• _Task details_
From the review of the Kneebody album, extract the passage starting at "Improv-laden and groovin.'" and ending at "tough-as-bricks rhythm section.", copying it word for word.

• _Page excerpt_
= = = =
Improv-laden and groovin.' Gritty, yet polished. Swingin' and funky. Edgy, yet playful. With a name like Kneebody and an album called You Can Have Your Moment, the obvious thing about these mercenaries of sound is that they don't take themselves too seriously. That's because they don't have to when the debris under their fingernails radiates more talent than anything new-and-cool on FM. Adam Benjamin's artistry on the famed Fender Rhodes keyboard never wears thin — no other 'boards on this outing, either. In lieu of guitar, Shane Endsley's trumpet is the perfect foil for Ben Wendell's sax. Bassist Kaveh Rastegar and drummer Nate Wood are the tough-as-bricks rhythm section.

Images of urban sprawl and vehicular blurring spring into action on "Teddy Ruxpin." Once Wendell and Endsley have set things up with their alternating melodic air punches, the band dials up the intensity for an affair that never gets too sticky or complex for complexity's sake. The second track "Held" is a metered drip of carefully staged dissonance, poised to offset a nightmarish groove both funky and hazy. Adam Benjamin's Rhodes conjurations finalize a juxtaposed sense of calm-before-the-storm dread and ignorance-is-bliss mellow. Before the piece plays out, memories of The Onion Field come hither. (Maybe the title should be "Held Up"?)
= = = =
Coordinate annotation listing:
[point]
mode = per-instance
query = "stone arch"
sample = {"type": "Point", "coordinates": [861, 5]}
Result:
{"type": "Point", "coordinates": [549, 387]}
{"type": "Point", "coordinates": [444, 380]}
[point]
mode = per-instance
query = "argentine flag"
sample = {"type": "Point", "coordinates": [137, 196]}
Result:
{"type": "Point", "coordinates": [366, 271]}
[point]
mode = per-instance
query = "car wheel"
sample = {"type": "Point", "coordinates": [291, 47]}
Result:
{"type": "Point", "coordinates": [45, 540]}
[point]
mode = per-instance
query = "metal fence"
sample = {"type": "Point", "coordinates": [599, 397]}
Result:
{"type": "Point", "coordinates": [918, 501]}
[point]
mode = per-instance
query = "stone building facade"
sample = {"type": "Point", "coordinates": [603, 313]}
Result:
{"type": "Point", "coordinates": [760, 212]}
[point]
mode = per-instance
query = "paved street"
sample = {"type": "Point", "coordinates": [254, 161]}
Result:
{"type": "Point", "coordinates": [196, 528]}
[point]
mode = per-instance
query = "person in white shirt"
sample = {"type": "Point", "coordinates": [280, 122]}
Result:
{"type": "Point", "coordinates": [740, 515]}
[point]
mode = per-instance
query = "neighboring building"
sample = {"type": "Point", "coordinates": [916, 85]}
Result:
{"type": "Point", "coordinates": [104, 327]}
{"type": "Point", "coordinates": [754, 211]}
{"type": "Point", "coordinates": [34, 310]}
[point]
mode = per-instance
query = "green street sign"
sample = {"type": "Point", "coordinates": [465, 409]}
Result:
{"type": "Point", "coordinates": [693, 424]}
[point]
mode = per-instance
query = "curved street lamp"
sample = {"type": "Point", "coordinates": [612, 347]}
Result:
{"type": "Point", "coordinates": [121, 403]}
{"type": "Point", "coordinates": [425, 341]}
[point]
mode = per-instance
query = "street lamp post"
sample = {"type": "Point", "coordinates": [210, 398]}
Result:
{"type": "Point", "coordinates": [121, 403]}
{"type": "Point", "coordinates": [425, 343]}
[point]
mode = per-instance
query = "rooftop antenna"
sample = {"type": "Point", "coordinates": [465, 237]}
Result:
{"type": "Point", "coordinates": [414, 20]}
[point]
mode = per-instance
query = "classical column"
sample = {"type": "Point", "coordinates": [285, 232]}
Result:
= = = =
• _Output for this task_
Improv-laden and groovin.' Gritty, yet polished. Swingin' and funky. Edgy, yet playful. With a name like Kneebody and an album called You Can Have Your Moment, the obvious thing about these mercenaries of sound is that they don't take themselves too seriously. That's because they don't have to when the debris under their fingernails radiates more talent than anything new-and-cool on FM. Adam Benjamin's artistry on the famed Fender Rhodes keyboard never wears thin — no other 'boards on this outing, either. In lieu of guitar, Shane Endsley's trumpet is the perfect foil for Ben Wendell's sax. Bassist Kaveh Rastegar and drummer Nate Wood are the tough-as-bricks rhythm section.